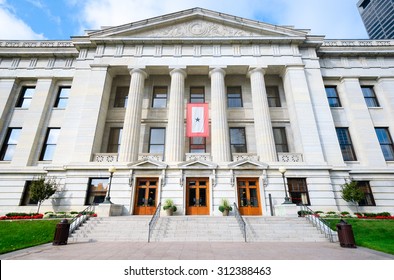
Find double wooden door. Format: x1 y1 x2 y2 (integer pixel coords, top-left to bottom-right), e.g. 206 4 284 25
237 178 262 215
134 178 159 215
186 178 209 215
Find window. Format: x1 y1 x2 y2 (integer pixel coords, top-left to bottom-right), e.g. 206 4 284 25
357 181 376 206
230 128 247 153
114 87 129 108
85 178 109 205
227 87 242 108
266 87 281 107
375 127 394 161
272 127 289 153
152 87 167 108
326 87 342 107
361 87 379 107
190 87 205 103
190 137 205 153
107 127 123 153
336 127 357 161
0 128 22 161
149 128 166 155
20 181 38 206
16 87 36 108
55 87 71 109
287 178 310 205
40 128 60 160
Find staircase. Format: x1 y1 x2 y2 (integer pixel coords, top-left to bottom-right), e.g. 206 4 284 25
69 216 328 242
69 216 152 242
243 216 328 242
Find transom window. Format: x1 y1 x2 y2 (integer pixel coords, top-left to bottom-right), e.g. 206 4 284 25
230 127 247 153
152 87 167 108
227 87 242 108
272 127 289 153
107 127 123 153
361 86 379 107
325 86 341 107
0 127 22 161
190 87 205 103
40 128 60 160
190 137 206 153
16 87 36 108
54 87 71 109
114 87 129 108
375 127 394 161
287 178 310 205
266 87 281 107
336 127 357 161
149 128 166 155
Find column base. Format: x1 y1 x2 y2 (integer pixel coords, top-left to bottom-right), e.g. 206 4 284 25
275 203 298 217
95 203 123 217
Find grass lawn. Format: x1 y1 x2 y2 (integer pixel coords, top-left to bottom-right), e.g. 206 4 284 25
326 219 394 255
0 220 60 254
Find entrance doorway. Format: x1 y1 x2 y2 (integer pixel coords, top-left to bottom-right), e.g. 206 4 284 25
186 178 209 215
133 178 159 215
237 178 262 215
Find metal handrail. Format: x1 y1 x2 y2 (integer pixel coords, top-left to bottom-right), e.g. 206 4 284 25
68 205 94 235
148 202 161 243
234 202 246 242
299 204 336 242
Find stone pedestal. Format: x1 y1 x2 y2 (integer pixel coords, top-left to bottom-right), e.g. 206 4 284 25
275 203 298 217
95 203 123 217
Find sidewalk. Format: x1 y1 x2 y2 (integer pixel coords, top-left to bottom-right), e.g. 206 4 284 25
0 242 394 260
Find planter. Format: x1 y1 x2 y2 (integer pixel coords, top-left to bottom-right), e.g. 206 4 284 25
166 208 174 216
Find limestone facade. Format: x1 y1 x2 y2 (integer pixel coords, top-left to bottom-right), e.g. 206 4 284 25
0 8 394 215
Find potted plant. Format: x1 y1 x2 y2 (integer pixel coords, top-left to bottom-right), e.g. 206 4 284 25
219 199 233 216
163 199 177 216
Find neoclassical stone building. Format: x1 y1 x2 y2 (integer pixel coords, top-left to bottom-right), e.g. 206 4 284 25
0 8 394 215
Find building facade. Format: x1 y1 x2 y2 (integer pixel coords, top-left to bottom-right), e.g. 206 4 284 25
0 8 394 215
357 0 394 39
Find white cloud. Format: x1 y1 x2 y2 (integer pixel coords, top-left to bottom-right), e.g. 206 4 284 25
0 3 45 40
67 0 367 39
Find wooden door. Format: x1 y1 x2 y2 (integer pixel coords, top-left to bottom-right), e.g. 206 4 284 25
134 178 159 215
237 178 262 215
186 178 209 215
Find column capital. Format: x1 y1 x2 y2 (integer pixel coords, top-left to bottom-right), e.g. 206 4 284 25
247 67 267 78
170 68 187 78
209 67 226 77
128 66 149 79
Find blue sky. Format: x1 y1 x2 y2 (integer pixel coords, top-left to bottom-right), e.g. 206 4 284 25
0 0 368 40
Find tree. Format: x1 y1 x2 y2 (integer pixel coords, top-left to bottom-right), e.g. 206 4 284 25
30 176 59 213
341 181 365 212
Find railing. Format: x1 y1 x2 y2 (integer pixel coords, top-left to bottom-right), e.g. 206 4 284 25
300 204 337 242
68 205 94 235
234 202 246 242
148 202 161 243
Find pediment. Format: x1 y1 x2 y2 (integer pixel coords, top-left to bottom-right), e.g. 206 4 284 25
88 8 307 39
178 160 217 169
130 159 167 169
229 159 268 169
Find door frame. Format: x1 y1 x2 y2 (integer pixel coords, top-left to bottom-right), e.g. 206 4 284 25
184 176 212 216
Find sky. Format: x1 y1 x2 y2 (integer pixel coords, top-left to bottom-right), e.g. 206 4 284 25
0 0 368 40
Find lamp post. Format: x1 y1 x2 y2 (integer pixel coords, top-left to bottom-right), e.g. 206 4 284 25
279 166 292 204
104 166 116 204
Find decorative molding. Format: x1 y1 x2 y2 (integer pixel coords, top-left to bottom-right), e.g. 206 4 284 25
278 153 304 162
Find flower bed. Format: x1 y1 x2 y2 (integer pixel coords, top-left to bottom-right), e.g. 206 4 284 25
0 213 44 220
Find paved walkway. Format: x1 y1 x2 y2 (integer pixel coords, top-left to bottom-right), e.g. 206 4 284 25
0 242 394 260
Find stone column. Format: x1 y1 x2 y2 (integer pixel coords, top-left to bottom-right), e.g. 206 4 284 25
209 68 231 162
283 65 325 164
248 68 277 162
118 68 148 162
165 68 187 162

» **WHAT NEEDS TO BE DONE**
How many lines in the material above contain the word "facade"? Reply with the number only.

» **REPLY**
2